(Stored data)

☆ ☆ ☆ ☆

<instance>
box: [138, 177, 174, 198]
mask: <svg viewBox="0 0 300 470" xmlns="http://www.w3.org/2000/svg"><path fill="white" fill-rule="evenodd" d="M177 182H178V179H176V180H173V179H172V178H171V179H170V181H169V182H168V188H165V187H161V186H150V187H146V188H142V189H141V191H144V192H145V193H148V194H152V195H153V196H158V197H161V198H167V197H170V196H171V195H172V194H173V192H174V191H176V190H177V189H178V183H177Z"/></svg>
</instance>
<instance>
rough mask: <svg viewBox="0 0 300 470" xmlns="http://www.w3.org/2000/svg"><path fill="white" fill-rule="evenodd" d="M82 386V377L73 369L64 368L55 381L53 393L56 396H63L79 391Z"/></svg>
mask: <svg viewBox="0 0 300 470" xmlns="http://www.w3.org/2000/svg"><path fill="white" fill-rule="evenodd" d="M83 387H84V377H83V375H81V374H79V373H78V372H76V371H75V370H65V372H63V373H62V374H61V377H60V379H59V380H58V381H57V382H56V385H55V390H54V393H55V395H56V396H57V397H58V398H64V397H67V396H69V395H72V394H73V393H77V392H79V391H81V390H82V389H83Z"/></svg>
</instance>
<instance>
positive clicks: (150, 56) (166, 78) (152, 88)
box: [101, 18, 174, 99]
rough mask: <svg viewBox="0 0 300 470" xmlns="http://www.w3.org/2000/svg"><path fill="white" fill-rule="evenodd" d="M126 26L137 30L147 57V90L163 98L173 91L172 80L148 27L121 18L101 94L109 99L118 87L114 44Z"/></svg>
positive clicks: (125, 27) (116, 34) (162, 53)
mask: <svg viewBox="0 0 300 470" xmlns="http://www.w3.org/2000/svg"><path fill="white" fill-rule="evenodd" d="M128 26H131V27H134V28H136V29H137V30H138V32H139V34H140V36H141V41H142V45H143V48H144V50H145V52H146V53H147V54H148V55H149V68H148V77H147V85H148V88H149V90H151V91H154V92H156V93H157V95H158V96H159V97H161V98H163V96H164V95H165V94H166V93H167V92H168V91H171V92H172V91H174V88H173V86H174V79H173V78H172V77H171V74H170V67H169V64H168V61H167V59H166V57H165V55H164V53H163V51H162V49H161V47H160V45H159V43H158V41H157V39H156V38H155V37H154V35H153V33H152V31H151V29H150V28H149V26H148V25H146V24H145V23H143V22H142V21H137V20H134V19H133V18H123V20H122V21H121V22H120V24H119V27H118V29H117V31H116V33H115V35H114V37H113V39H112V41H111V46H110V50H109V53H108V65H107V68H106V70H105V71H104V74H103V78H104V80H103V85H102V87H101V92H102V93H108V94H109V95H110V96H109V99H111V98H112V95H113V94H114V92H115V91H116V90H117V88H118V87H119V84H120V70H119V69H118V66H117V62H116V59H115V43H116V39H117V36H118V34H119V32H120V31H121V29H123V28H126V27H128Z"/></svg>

☆ ☆ ☆ ☆

Activity —
Print every line of the records above again, character for character, with no changes.

Answer for the task —
<instance>
box: [138, 177, 174, 198]
mask: <svg viewBox="0 0 300 470" xmlns="http://www.w3.org/2000/svg"><path fill="white" fill-rule="evenodd" d="M177 182H178V179H176V180H173V179H172V178H171V179H170V181H169V182H168V188H165V187H161V186H150V187H146V188H142V189H141V191H144V192H145V193H148V194H152V195H153V196H158V197H161V198H167V197H170V196H171V195H172V194H173V192H174V191H176V190H177V189H178V183H177Z"/></svg>
</instance>
<instance>
rough mask: <svg viewBox="0 0 300 470" xmlns="http://www.w3.org/2000/svg"><path fill="white" fill-rule="evenodd" d="M82 386V377L73 369L64 368L55 381L53 393L56 396H63L79 391Z"/></svg>
mask: <svg viewBox="0 0 300 470" xmlns="http://www.w3.org/2000/svg"><path fill="white" fill-rule="evenodd" d="M83 387H84V377H83V375H81V374H79V373H78V372H76V371H75V370H65V372H63V373H62V374H61V377H60V379H59V380H58V381H57V382H56V385H55V390H54V393H55V395H56V396H57V397H58V398H64V397H67V396H69V395H72V394H73V393H77V392H79V391H81V390H82V389H83Z"/></svg>
</instance>
<instance>
positive clicks: (150, 56) (166, 78) (152, 88)
box: [101, 18, 174, 99]
rough mask: <svg viewBox="0 0 300 470" xmlns="http://www.w3.org/2000/svg"><path fill="white" fill-rule="evenodd" d="M126 26L137 30L147 57V90L163 98L173 91L172 80L148 27L121 18L101 94L109 99L118 87L114 44Z"/></svg>
positive clicks: (125, 27) (116, 34) (162, 53)
mask: <svg viewBox="0 0 300 470" xmlns="http://www.w3.org/2000/svg"><path fill="white" fill-rule="evenodd" d="M128 26H131V27H134V28H136V29H137V30H138V32H139V34H140V36H141V41H142V45H143V48H144V50H145V52H146V53H147V54H148V55H149V68H148V77H147V85H148V88H149V90H151V91H154V92H156V93H157V95H158V96H159V97H161V98H163V96H164V95H165V94H166V93H167V92H168V91H171V92H172V91H174V88H173V86H174V79H173V78H172V77H171V74H170V67H169V64H168V61H167V59H166V57H165V55H164V53H163V51H162V49H161V47H160V45H159V43H158V41H157V39H156V38H155V37H154V35H153V33H152V31H151V29H150V28H149V26H148V25H146V24H145V23H143V22H142V21H137V20H134V19H133V18H123V20H122V21H121V22H120V24H119V27H118V29H117V31H116V33H115V35H114V37H113V39H112V41H111V46H110V50H109V53H108V65H107V68H106V70H105V71H104V74H103V78H104V80H103V85H102V87H101V92H102V93H108V94H109V95H110V96H109V99H111V98H112V95H113V94H114V92H115V91H116V90H117V88H118V87H119V84H120V70H119V69H118V66H117V62H116V59H115V43H116V39H117V36H118V34H119V32H120V31H121V29H123V28H126V27H128Z"/></svg>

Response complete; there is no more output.